• [Exercise requirements]: Identify every line in the items below that contains the string "basket", and copy each of those lines. Case counts.

• [Data for the task]:
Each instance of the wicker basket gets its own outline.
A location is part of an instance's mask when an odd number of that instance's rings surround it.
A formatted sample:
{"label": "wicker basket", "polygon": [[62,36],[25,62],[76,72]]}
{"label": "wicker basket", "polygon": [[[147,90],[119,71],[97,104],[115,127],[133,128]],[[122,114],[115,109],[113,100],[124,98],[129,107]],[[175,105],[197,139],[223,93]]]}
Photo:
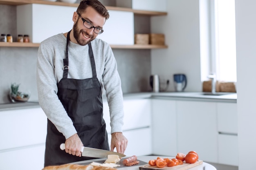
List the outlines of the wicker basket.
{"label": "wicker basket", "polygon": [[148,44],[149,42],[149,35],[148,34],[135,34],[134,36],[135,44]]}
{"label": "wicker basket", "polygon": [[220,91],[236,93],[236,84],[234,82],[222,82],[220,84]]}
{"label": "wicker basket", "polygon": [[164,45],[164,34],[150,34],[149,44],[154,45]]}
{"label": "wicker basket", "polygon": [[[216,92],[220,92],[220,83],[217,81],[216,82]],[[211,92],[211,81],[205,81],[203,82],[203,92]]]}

* * *

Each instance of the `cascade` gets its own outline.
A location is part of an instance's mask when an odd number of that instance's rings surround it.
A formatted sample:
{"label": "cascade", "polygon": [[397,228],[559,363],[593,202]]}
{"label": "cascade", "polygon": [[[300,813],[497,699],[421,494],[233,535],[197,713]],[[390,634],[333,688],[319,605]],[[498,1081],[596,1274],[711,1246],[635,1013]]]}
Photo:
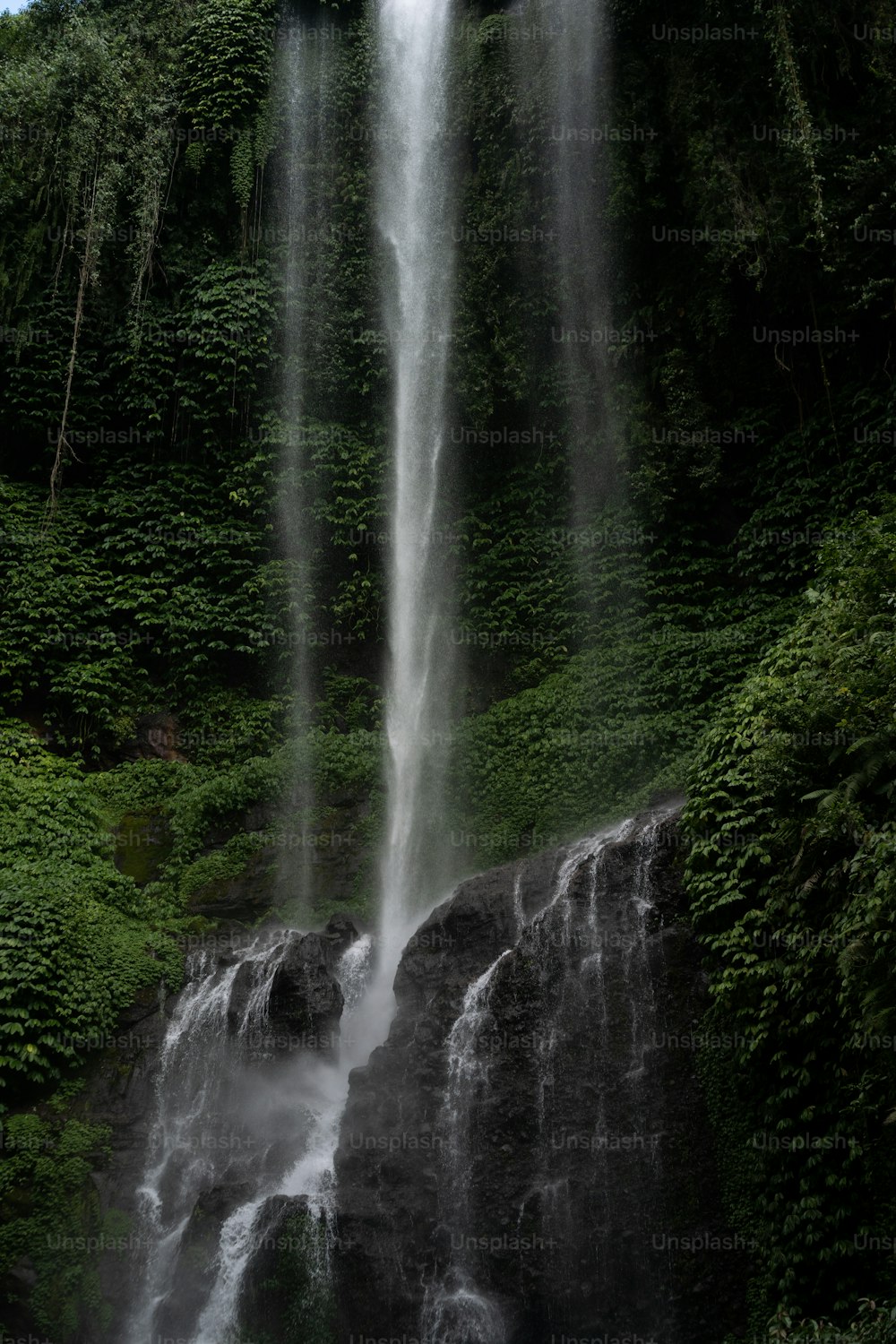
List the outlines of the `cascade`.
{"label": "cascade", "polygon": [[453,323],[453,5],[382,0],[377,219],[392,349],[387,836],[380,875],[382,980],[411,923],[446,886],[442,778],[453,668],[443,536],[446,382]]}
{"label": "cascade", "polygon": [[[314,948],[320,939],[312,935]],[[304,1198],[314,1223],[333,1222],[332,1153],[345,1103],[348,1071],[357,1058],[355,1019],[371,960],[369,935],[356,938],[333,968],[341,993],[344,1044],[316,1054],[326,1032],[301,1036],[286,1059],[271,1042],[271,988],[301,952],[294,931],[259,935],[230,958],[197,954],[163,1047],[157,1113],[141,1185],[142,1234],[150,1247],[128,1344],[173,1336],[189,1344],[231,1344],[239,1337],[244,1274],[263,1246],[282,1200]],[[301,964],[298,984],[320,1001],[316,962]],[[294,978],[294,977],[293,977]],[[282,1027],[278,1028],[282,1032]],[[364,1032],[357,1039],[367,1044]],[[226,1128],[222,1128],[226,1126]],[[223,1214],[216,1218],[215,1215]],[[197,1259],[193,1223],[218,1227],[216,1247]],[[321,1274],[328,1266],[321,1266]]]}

• [Response to the exercise]:
Each instance of the wicker basket gets its own outline.
{"label": "wicker basket", "polygon": [[62,36],[25,62],[76,72]]}
{"label": "wicker basket", "polygon": [[[147,90],[119,71],[97,104],[115,127],[133,128]],[[122,114],[115,109],[113,100],[124,98],[129,107]],[[175,105],[197,139],[223,93]]]}
List the outlines of the wicker basket.
{"label": "wicker basket", "polygon": [[148,44],[149,42],[149,35],[148,34],[135,34],[134,36],[135,44]]}
{"label": "wicker basket", "polygon": [[220,91],[236,93],[236,84],[234,82],[222,82],[220,84]]}
{"label": "wicker basket", "polygon": [[164,45],[164,34],[150,34],[149,44],[154,45]]}
{"label": "wicker basket", "polygon": [[[216,92],[220,92],[220,83],[217,81],[216,82]],[[211,92],[211,81],[205,81],[203,82],[203,92]]]}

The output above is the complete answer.